Task item
In the source document on writing content and process rules, what is the maximum paragraph length set by the Quality Checklist?

Source document
....

Run the Content standards interview in the Prompts panel for the full version that tailors this file to the channels you actually publish on.

These standards should match your actual needs, not some theoretical ideal. If you only post on LinkedIn and send email newsletters, delete the Twitter and landing page sections. Unused rules add noise. Your VP performs better with fewer, relevant rules than with a comprehensive rulebook it has to sift through.

Process Rules

In Part 1, you built an accountability framework with review checklists and approval workflows. Process rules encode that framework so your VP follows it automatically, without you restating it each session.

The core structure of .claude/rules/process-rules.md:

# Process Rules

## Workflow Sequence
All content follows this sequence. Do not skip steps.

1. **Research**: Identify the target audience segment, key message, and supporting evidence before writing anything.
2. **Outline**: Present a structured outline for approval before drafting. The outline must include the headline, subheadings, key points per section, and the CTA.
3. **Draft**: Write the full draft following brand voice and content standards.
4. **Self-Review**: Run the Quality Checklist (below) against the draft. Fix any failures before presenting the draft.
5. **Present for Review**: Show the draft with the completed checklist. Flag any items that are borderline or need my input.

## Quality Checklist
Before presenting any draft, verify:

- [ ] Brand voice matches tone descriptors (direct, confident, grounded, warm, specific)
- [ ] No banned vocabulary used
- [ ] Length falls within guidelines for this content type
- [ ] CTA is present and specific (not "learn more" or "get in touch" without context)
- [ ] First sentence earns attention — no throat-clearing
- [ ] Active voice throughout — no passive constructions
- [ ] All statistics sourced or labeled as internal data
- [ ] Heading structure follows content standards
- [ ] Paragraph length within limits (4 sentences max)

## Channel-Specific Requirements

### Email
- Subject line must be presented separately, before the body
- Preview text must be written explicitly

### Social Media
- Hashtags listed separately from post body for easy editing
- Platform specified in the draft header

### Blog
- SEO title and meta description must be provided with the draft
- Featured image direction or description included

## When Stuck
If a task is ambiguous, missing information, or conflicts with existing rules:
- Ask for clarification before proceeding
- Do not guess at target audience, statistics, or claims
- State what information you need and why
Connecting to Part 1
The Quality Checklist is the codified version of the accountability framework from Part 1. There, you learned why review checklists matter and how to hold your VP to a standard. Here, that standard becomes a rule that runs on every task. Your VP will self-review against this checklist before showing you any draft.

Run the Process rules interview in the Prompts panel to tailor the workflow to the content types you actually produce.

A common mistake is writing process rules that describe an ideal workflow you do not actually follow. If you never write outlines for social media posts, do not require them. Rules your VP follows but you ignore create friction. Match the process to how you actually want to work.

Approval Criteria

The final rule file defines what "done" looks like. This is the gate between draft and finished work. Without it, your VP has no way to judge whether something is ready for your review or still needs iteration.

The structure of .claude/rules/approval-criteria.md:

# Approval Criteria

## Definition of Done
A piece of content is ready for my review when ALL of the following are true:

### Quality Gates
1. **Checklist Complete**: Every item in the Quality Checklist (process-rules.md) passes. No exceptions, no "close enough."

....

[Recorded data]
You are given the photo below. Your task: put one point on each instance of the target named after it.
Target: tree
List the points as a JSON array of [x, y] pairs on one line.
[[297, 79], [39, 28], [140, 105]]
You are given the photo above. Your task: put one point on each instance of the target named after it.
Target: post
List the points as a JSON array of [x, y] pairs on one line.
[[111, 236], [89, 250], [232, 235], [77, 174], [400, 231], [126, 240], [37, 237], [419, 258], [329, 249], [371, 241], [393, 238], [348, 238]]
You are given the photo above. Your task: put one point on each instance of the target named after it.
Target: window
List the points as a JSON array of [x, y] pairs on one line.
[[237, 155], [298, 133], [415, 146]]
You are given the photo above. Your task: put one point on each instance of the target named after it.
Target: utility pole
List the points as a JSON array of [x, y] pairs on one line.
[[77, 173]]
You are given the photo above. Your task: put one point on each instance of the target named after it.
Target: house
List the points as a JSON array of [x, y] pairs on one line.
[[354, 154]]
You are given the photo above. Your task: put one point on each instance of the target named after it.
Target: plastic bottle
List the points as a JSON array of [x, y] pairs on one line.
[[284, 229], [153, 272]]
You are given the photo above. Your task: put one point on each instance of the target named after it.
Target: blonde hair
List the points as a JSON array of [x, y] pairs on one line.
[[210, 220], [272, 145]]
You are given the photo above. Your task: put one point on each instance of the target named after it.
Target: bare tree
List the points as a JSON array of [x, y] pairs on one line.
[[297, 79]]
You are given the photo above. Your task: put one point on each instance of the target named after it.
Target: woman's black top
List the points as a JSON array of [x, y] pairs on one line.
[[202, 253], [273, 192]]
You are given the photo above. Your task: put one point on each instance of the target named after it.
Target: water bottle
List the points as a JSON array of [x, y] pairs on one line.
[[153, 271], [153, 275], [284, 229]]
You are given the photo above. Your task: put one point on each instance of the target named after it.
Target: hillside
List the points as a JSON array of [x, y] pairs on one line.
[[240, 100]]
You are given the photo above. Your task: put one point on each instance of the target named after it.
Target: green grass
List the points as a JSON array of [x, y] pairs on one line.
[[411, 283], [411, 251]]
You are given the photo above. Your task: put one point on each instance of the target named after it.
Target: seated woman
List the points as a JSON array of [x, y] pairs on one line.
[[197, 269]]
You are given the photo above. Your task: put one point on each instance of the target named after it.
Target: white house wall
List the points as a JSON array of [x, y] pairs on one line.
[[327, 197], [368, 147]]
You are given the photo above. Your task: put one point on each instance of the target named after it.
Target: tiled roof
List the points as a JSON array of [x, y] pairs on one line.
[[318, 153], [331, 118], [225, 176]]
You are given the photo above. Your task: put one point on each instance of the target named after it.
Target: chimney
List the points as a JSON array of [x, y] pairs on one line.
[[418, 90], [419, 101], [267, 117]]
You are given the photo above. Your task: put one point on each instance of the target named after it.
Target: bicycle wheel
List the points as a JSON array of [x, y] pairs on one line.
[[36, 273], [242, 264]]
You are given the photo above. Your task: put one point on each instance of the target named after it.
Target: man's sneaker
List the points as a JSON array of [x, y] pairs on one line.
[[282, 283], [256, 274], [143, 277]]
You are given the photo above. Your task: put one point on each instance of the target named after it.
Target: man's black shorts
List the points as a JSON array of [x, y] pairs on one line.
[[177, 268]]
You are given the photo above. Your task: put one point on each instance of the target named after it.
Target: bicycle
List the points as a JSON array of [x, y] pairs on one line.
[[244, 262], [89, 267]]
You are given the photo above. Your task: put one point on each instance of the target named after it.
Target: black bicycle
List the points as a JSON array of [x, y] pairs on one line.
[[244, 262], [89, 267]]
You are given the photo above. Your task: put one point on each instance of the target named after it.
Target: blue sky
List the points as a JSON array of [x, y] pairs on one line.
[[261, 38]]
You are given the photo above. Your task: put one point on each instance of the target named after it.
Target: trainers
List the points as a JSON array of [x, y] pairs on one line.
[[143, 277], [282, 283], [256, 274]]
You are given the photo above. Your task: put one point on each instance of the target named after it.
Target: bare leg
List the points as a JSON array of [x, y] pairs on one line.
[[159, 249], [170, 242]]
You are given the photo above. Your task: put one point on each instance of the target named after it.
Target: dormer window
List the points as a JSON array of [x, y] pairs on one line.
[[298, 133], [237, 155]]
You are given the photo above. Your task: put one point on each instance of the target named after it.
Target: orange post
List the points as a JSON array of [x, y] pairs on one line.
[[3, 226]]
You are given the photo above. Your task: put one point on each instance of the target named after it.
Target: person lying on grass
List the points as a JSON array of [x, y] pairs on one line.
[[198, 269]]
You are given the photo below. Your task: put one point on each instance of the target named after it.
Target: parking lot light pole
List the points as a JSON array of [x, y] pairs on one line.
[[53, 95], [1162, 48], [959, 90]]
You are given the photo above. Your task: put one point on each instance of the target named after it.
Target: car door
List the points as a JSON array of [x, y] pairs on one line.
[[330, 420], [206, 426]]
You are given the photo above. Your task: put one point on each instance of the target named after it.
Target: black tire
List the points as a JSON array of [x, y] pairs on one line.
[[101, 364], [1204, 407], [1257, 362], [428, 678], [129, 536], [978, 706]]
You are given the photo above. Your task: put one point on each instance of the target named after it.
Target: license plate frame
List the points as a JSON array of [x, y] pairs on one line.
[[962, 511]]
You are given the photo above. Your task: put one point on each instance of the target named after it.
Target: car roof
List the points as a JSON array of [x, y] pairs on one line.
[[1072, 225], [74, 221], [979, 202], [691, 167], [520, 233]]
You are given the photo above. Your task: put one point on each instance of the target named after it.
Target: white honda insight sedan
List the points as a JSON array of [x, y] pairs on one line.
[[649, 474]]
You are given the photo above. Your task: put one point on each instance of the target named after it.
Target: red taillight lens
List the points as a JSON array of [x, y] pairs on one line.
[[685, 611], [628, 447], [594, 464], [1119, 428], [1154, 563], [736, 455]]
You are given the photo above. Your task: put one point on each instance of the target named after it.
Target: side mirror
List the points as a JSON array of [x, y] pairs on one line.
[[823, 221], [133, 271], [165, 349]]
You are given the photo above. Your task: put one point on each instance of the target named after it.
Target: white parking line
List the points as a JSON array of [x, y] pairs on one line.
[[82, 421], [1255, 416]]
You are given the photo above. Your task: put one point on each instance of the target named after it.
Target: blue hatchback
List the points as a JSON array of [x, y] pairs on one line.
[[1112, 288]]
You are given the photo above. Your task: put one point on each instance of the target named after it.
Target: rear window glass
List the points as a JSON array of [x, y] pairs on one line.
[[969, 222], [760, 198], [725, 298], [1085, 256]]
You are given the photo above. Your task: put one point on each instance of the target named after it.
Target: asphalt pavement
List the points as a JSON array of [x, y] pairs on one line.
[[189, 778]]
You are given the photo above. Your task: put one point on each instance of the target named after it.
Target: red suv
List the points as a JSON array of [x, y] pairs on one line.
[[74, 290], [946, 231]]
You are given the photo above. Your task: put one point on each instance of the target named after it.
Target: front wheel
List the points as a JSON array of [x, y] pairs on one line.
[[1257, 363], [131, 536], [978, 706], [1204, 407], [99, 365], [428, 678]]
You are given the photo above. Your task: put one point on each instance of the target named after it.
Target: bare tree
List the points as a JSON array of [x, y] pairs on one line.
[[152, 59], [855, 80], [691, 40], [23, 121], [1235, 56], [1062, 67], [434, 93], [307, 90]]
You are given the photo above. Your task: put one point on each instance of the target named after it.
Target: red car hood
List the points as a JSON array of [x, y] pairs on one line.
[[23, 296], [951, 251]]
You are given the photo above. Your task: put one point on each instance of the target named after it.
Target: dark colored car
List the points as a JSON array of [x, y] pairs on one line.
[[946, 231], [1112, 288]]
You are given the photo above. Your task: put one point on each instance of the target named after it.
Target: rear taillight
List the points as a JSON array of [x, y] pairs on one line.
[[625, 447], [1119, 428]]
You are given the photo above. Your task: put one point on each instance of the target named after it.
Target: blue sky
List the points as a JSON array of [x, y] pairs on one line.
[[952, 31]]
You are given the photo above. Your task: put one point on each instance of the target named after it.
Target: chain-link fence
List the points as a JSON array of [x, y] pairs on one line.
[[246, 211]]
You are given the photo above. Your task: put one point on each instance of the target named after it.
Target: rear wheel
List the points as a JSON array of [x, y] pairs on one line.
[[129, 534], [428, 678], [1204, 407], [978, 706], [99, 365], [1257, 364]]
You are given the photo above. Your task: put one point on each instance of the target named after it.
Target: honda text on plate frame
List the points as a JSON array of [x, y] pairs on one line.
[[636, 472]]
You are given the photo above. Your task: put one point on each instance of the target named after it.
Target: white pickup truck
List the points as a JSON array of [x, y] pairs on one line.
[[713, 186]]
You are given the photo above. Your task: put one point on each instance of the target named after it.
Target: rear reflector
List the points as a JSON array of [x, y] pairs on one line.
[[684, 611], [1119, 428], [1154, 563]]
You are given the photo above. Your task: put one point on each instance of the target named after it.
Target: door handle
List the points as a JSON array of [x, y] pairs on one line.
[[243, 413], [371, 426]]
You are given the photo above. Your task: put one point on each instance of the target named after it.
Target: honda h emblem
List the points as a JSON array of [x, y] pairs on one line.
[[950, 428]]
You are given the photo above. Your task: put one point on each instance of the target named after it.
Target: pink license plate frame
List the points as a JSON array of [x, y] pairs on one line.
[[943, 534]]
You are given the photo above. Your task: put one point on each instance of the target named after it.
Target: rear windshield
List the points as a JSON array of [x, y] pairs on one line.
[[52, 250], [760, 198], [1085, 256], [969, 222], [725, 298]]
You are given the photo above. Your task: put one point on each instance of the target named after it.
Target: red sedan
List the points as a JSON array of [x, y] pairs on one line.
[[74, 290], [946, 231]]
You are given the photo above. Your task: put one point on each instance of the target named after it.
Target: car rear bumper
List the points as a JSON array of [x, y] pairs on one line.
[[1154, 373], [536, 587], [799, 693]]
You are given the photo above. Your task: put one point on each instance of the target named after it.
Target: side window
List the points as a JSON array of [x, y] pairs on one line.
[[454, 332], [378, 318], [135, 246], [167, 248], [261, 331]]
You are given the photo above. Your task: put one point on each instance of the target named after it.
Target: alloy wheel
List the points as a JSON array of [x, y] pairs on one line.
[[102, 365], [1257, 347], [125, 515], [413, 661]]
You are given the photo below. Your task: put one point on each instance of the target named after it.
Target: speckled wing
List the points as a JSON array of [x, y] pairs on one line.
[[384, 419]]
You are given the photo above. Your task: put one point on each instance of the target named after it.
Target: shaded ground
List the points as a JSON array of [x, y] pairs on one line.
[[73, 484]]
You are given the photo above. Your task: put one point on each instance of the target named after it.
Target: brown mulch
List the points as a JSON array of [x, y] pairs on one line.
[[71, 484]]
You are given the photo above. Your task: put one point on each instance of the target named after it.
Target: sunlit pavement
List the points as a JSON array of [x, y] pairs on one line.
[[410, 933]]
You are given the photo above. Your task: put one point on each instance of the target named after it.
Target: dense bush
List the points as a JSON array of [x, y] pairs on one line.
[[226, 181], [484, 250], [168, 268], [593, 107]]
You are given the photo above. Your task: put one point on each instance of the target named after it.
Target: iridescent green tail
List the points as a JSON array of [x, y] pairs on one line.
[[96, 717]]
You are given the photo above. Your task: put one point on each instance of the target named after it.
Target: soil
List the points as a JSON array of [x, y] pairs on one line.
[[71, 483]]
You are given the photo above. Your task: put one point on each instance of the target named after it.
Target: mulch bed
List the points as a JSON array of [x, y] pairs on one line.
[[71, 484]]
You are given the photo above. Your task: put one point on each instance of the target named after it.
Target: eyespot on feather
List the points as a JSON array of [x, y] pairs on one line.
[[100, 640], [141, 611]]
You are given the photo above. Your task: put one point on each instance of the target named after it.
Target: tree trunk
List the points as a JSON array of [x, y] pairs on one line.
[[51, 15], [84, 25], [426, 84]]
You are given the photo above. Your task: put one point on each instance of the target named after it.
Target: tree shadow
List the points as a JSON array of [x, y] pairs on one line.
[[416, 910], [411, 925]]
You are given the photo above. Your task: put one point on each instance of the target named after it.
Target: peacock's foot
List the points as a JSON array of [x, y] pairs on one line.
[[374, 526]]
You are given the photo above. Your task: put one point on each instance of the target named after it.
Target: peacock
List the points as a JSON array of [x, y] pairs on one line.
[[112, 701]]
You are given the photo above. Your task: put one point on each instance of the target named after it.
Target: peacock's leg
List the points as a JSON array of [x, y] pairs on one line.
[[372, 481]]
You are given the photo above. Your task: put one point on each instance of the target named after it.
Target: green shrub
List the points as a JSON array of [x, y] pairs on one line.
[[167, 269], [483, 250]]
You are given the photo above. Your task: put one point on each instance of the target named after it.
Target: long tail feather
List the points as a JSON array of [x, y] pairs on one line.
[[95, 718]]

....

Solution to this problem
Four sentences.